▸ Work required: The records below are split into lines. How many of those lines contain the string "positive"? Reply with the number only.

▸ Records to use:
········

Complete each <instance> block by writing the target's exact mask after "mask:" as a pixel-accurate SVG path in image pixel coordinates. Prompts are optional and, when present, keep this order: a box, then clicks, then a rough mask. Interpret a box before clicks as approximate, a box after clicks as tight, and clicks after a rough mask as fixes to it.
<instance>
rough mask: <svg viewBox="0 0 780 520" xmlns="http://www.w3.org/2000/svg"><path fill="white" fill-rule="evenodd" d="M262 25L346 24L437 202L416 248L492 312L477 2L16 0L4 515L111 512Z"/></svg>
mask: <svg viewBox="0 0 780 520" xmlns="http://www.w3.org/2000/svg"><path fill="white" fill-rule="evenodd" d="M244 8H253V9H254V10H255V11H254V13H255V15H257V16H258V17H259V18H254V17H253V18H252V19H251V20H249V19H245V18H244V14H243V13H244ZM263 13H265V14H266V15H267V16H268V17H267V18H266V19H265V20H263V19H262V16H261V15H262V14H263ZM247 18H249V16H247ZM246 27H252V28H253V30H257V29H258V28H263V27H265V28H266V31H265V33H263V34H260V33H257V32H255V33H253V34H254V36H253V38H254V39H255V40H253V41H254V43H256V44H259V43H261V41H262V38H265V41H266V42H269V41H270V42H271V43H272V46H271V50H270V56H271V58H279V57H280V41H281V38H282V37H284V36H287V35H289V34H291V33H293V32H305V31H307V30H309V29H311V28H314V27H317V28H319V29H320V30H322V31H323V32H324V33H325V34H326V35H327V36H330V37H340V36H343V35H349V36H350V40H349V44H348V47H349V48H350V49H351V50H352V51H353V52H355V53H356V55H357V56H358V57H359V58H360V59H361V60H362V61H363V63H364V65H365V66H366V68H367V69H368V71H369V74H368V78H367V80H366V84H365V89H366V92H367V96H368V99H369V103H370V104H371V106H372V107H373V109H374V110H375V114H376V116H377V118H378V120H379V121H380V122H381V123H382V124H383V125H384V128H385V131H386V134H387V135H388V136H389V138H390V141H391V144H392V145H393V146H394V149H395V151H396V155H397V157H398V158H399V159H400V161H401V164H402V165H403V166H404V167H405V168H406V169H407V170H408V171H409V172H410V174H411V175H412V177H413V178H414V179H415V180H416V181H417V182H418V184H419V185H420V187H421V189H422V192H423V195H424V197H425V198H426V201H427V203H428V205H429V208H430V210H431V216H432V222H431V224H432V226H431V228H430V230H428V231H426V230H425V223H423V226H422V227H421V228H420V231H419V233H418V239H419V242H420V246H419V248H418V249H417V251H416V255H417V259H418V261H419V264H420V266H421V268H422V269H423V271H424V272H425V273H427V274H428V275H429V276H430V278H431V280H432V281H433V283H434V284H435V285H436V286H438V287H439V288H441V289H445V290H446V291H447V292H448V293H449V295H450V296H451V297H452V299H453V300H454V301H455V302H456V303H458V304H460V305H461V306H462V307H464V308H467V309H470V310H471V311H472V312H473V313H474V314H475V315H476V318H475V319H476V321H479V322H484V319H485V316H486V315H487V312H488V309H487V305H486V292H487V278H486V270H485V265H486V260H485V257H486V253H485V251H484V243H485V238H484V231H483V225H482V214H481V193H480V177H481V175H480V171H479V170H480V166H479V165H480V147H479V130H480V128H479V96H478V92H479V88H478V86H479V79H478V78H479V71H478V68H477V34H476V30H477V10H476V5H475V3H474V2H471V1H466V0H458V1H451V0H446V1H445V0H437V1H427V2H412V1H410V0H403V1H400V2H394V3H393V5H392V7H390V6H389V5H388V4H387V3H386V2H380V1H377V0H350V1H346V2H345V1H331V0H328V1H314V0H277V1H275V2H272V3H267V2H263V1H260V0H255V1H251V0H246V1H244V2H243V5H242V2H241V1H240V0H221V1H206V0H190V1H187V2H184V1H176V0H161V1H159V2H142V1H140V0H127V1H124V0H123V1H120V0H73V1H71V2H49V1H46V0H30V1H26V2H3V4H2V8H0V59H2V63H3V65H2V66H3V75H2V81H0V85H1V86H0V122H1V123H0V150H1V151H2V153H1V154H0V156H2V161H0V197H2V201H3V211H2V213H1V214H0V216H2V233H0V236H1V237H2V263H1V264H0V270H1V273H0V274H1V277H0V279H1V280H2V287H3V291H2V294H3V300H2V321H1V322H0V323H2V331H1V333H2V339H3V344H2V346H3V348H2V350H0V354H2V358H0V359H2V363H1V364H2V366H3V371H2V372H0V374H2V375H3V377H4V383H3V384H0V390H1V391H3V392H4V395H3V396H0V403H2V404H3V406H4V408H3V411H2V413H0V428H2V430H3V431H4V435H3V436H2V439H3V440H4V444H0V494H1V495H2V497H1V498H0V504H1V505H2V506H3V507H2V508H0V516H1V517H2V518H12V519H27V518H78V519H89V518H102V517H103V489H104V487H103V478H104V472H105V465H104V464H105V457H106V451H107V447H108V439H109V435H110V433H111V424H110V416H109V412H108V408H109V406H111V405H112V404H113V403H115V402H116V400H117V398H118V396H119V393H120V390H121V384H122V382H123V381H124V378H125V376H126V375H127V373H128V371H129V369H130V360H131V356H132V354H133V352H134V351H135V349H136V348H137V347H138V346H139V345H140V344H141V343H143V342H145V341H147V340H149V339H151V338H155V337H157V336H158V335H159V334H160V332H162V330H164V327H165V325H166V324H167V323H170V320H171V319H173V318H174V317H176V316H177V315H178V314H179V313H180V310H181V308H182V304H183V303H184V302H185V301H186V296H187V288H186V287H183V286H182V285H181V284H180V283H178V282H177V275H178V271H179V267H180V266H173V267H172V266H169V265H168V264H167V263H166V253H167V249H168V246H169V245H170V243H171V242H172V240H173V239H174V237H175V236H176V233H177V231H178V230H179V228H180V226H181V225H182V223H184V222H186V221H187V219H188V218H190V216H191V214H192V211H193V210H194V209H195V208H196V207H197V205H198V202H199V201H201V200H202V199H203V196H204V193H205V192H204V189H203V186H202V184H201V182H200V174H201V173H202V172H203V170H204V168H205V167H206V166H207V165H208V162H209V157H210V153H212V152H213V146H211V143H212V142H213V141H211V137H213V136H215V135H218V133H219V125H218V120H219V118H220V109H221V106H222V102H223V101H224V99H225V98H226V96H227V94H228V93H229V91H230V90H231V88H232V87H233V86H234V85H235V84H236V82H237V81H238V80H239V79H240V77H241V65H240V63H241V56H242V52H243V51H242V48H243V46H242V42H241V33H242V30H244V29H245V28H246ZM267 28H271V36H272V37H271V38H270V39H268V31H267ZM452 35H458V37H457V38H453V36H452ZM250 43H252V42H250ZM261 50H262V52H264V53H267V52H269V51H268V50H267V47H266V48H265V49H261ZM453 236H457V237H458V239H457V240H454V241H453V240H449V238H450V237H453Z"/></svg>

········

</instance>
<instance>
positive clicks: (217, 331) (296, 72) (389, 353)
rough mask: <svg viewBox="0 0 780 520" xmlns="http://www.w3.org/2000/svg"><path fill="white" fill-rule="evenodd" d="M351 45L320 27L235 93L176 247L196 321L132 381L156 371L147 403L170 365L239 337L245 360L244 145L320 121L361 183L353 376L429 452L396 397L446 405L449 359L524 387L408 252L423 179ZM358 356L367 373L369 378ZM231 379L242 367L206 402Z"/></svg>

········

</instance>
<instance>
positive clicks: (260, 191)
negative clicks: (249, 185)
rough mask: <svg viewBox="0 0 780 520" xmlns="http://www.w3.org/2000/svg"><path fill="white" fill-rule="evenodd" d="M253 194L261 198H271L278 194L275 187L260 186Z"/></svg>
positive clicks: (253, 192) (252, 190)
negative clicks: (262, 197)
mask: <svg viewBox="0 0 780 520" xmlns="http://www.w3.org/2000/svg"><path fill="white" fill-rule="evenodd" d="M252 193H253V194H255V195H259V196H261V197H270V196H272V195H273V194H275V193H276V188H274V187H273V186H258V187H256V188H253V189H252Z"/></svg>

········

▸ Exercise output: 3